About this task :: Look through the data below and, wherever a line carries the word "hillside", please copy that line.

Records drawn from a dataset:
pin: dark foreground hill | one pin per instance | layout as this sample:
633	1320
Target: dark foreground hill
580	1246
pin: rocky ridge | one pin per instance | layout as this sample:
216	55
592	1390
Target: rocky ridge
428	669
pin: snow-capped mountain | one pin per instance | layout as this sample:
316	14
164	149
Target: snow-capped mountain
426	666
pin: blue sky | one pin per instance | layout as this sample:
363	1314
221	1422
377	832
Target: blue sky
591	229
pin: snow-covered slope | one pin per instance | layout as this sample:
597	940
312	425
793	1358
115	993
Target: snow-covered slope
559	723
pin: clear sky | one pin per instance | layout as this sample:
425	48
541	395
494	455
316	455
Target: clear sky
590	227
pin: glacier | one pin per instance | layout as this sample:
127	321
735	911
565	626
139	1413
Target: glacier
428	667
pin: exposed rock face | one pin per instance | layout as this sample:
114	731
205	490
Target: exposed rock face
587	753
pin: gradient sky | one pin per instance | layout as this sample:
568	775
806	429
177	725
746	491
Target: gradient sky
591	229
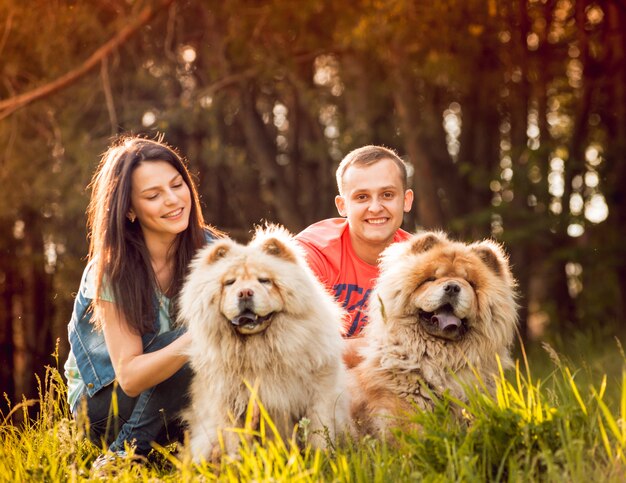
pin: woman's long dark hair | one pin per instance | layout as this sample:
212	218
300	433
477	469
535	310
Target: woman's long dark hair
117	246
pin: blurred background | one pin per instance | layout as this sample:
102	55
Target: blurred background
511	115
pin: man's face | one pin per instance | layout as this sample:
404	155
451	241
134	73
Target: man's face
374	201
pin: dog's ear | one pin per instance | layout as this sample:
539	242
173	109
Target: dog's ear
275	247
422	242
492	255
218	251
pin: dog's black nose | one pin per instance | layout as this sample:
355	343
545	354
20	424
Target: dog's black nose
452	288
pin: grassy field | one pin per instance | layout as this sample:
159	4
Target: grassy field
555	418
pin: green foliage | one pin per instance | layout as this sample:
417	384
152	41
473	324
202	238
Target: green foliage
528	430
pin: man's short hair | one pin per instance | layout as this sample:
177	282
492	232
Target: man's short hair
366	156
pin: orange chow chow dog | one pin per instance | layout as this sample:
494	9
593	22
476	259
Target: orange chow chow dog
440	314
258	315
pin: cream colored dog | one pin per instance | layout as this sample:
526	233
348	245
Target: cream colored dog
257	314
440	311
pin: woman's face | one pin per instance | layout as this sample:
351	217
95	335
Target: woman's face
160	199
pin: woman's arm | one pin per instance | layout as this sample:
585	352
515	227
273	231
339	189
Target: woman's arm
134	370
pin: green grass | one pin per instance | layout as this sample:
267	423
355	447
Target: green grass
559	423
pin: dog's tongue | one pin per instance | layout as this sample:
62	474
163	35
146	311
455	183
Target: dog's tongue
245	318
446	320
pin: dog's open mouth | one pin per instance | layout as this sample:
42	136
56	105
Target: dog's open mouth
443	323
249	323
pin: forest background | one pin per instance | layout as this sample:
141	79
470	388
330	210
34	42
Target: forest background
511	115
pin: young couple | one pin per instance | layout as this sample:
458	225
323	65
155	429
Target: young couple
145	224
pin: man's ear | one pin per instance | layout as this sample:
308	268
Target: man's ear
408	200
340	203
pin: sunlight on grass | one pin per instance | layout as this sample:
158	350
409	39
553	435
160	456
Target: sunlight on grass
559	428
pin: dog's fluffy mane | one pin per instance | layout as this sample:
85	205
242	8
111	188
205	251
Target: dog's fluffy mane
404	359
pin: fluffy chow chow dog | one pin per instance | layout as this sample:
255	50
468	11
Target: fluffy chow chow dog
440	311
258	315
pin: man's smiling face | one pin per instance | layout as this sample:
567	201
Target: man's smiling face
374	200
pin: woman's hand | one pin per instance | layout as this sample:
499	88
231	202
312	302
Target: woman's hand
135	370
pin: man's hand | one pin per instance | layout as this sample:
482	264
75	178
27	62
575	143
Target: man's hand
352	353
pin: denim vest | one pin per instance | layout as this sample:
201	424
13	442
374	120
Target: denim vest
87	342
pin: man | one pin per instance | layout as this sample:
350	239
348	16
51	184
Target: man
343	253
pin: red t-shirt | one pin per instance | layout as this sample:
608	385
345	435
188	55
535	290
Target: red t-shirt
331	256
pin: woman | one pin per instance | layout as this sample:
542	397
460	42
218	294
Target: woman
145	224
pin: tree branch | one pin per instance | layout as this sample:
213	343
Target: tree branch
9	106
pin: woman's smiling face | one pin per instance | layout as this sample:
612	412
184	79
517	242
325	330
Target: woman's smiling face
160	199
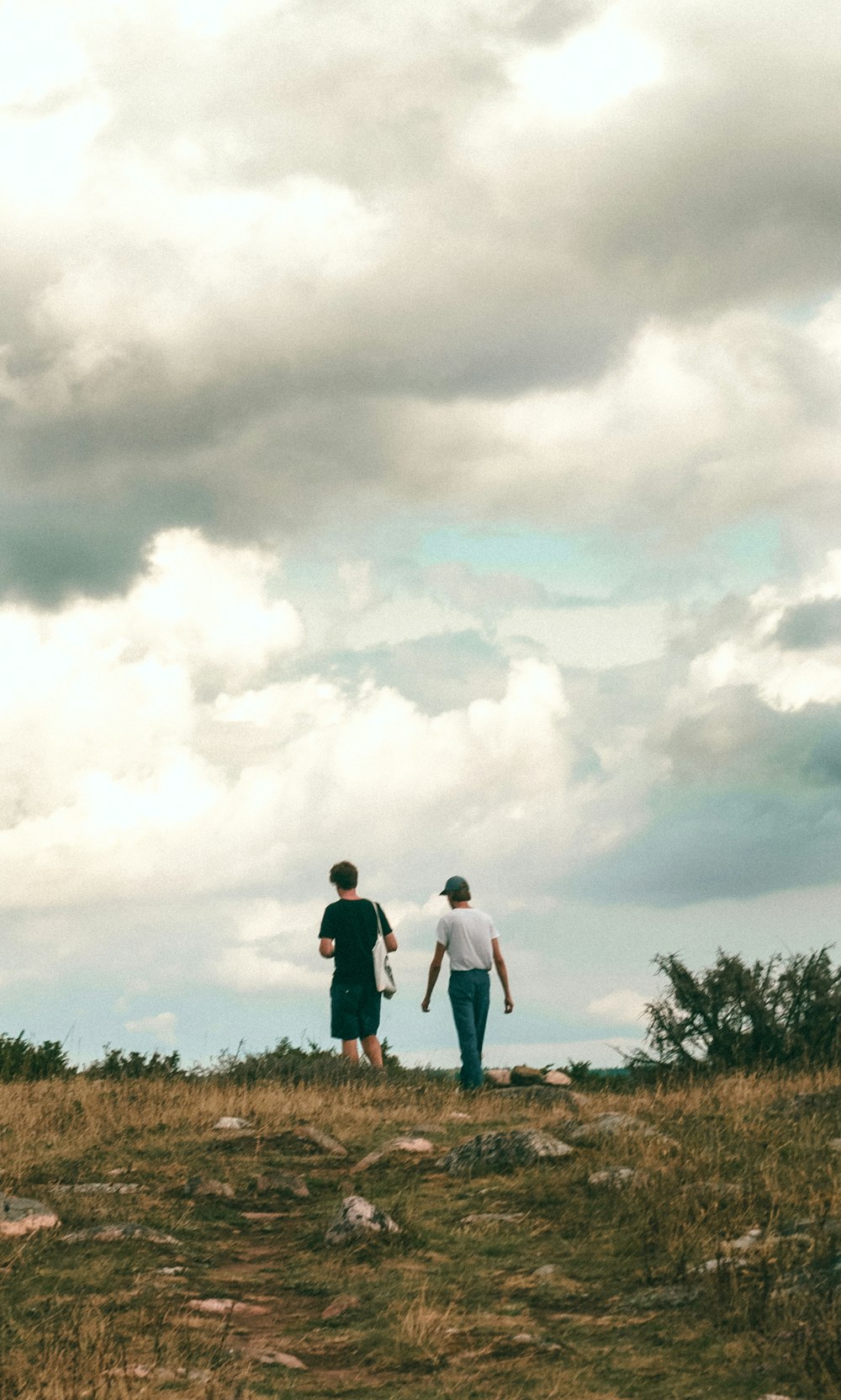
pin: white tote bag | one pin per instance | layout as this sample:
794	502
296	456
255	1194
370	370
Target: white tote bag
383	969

...

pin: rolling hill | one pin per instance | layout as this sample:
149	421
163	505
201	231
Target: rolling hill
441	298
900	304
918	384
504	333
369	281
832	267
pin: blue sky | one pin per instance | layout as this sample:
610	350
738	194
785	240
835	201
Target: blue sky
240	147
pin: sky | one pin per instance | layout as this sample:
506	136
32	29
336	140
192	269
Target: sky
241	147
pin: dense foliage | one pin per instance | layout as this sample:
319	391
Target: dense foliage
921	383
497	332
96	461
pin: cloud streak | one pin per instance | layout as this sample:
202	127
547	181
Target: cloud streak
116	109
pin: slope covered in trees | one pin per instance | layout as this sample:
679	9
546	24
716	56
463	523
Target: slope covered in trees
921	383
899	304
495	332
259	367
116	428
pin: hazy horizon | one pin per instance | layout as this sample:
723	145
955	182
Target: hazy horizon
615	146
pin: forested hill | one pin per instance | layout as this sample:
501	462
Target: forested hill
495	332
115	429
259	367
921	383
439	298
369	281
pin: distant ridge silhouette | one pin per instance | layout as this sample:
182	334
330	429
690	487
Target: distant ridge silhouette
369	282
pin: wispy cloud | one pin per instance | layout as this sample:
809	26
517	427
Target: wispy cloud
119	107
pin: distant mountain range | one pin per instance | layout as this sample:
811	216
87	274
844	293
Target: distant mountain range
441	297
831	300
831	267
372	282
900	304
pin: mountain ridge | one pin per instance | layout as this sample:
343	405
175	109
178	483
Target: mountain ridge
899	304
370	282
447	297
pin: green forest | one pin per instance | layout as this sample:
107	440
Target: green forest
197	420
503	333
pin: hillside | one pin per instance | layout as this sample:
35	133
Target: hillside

Solution to the problem ::
pin: hillside | one pin per instance | layout as this sample:
Target: hillside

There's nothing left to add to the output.